(What the exercise asks) The full set of records needs to be retyped exactly.

┌────────

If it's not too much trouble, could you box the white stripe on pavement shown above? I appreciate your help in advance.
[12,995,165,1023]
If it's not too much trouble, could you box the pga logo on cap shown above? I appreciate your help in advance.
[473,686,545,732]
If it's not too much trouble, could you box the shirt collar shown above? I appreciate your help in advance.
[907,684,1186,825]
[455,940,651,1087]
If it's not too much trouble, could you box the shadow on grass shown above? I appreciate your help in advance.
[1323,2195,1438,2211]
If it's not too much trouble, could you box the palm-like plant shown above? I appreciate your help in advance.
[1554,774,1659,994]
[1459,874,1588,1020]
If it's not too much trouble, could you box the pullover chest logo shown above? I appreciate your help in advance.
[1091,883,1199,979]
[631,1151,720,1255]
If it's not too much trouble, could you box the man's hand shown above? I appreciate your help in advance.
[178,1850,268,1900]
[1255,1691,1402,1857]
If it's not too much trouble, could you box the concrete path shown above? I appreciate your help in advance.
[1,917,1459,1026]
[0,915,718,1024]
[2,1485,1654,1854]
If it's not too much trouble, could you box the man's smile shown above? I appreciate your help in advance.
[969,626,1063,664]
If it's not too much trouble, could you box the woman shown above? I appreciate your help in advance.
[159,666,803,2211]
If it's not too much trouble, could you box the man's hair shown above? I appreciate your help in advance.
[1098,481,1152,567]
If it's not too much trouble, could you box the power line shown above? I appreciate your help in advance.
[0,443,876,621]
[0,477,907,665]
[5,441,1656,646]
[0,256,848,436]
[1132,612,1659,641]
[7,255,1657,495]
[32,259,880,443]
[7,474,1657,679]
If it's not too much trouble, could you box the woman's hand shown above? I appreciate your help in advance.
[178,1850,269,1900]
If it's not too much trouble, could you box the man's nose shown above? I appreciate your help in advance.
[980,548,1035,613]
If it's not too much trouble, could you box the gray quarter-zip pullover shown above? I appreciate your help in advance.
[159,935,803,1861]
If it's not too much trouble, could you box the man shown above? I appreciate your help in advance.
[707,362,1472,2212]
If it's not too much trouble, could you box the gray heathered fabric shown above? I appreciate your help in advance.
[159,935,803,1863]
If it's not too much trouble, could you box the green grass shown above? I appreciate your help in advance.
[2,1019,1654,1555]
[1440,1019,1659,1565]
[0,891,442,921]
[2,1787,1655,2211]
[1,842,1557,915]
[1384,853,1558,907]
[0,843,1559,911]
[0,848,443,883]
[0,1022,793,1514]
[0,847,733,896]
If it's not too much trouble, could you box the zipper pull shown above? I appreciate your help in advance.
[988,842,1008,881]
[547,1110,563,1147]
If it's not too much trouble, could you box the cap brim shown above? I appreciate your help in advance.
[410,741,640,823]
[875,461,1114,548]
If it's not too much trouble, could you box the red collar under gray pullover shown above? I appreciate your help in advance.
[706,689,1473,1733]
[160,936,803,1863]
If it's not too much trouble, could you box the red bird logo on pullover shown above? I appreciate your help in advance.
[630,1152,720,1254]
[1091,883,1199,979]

└────────

(Exercise answer)
If it's not too much trouble, could you box the white stripe on pavement shown above? I appreciate your help in advance.
[12,995,165,1023]
If it's not too much trouble, could you box the pga logo on cap shown above? I appreciate your help in advance.
[473,686,545,732]
If it's not too much trouble, could you box the shirt collar shown above? I appreciate your help in advance.
[907,684,1186,825]
[455,940,651,1087]
If it's not too much trouble, could you box the shadow on grass shown above? I appreciate your help in advance.
[1323,2195,1438,2211]
If it's not too much trouble, could you box the palm-like plant shown above? I appreciate your help in advance.
[1554,774,1659,994]
[1459,874,1588,1020]
If it's not too much trouble, could you box the pullover chest logo shown above? I appreciate your help in advance.
[1091,883,1199,979]
[631,1151,720,1255]
If it's not too much trouble, could you box the man's hand shown above? I appreciate your help in advance.
[178,1850,268,1900]
[1255,1691,1402,1857]
If it's not too much trouble, could you box the concrete path shown above? I appreciate your help in advance.
[1,917,1459,1026]
[0,915,718,1024]
[2,1485,1654,1854]
If it's not too much trouble, could you box the man's smile shown above? I appreciate your help in advance.
[969,626,1063,664]
If it's not too much trouble, could you box the woman shown above? I appreciate your help in advance.
[159,666,803,2211]
If it's not too much trouble, could you box the man's hair shown above? I appreciate your help in advance.
[1098,481,1152,567]
If it's not too much trouble, could you box the power line shown above? I appreciate your help in advance.
[0,443,876,621]
[0,477,907,665]
[5,441,1656,646]
[0,256,848,436]
[1132,612,1659,641]
[7,255,1657,495]
[32,259,880,443]
[7,474,1657,679]
If it's not too much trouble, could you box the woman's hand shown above? I appreciate your help in advance.
[178,1850,269,1900]
If it's not too much trouble, could you box the man's nose shown above? I appreciate your help in advance.
[980,548,1035,613]
If it's not too much trouble, could you box the gray quarter-zip pullover shown above? I appreciate your help in advance.
[159,935,803,1861]
If it's not too much trouble, could you box the man shown above? I appreciate your help in advance.
[707,362,1472,2212]
If it's not too much trouble, could you box the gray heathered fabric shown above? I appreciate your help in advance.
[159,935,803,1863]
If it's not too much trouble, could you box the green grass shown above? I appreciate your help in advance.
[2,1019,1654,1555]
[1440,1019,1659,1565]
[0,891,442,921]
[2,1787,1655,2211]
[1,842,1557,915]
[1384,853,1558,907]
[0,843,1559,911]
[0,848,443,883]
[0,1022,793,1514]
[0,847,733,896]
If it's not too much trouble, could you box the zipper pull shown above? I appreciate your help in advance.
[988,842,1008,881]
[547,1110,563,1147]
If it's not too much trouble, could you box the cap brim shown above? I appreciate your help in advance.
[410,741,640,823]
[875,461,1114,548]
If it's not too much trouble, could you box the red collar under gray pullover shown above? I appreciate your help in advance.
[706,689,1473,1733]
[160,936,803,1863]
If it's not too much trouble, could you box the red bird logo on pullover shown above? I appreciate your help in advance.
[630,1152,720,1254]
[1091,883,1199,979]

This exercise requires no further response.